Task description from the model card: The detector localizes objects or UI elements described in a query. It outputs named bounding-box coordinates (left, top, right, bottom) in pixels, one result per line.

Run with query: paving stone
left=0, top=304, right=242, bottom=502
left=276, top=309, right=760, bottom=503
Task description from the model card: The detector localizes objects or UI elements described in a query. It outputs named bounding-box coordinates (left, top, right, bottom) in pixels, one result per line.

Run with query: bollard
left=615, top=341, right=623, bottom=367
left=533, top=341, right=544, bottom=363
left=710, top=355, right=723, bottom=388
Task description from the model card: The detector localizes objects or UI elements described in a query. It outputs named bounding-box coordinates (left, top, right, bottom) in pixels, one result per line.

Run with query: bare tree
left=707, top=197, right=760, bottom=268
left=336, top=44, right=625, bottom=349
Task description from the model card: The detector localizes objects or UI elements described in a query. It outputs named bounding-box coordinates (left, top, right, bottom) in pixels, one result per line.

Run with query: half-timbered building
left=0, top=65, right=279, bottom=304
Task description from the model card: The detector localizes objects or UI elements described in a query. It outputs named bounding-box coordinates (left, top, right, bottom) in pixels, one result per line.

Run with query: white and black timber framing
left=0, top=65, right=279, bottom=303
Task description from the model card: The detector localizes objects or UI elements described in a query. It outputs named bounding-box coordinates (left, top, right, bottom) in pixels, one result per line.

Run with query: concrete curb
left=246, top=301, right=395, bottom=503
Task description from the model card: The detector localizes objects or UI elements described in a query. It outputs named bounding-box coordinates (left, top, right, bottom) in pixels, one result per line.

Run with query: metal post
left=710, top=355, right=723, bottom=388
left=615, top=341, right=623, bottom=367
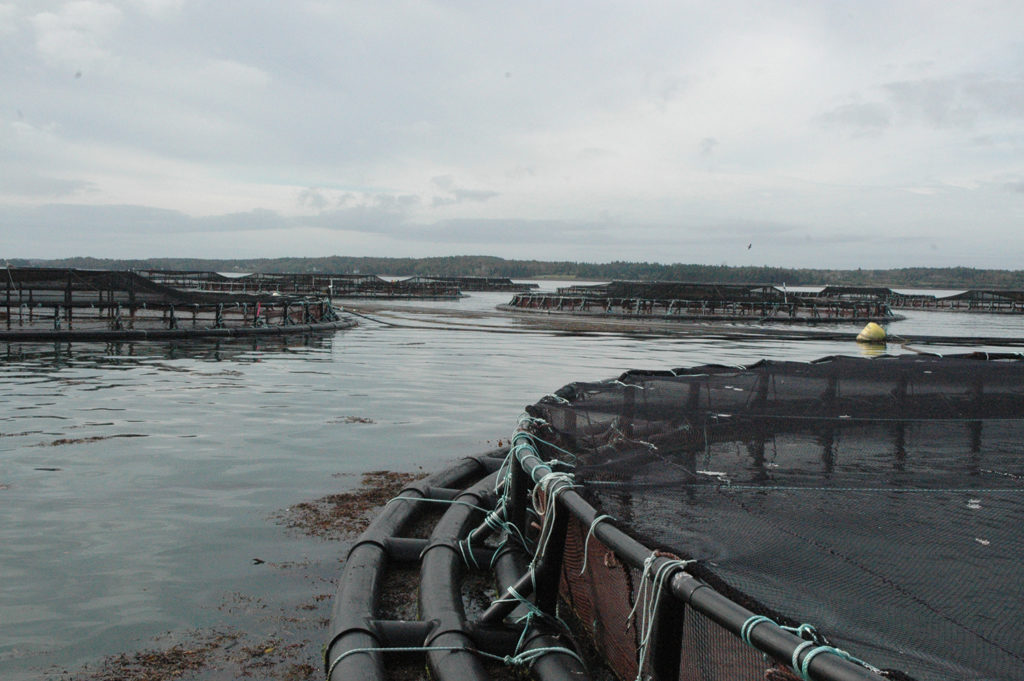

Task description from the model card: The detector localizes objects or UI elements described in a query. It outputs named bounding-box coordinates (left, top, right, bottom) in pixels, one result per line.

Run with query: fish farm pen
left=0, top=267, right=355, bottom=341
left=801, top=286, right=1024, bottom=314
left=325, top=353, right=1024, bottom=681
left=499, top=282, right=902, bottom=324
left=138, top=269, right=538, bottom=299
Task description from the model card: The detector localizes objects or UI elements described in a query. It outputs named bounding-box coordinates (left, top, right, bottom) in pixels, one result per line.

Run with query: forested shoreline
left=7, top=256, right=1024, bottom=289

■ ■ ■ ■ ■

» Task instructions
Can you print the lines word for word, starting with the first one and ending after the line that contains "left=276, top=309, right=760, bottom=503", with both of those lines included?

» Result of this task
Task description from the model card: The detector localizes objects or UI elements described in a query. It outputs named bounding-box coordinates (left, top, right, bottom) in pixels, one result per line.

Run with query: paving stone
left=0, top=304, right=242, bottom=502
left=276, top=309, right=760, bottom=503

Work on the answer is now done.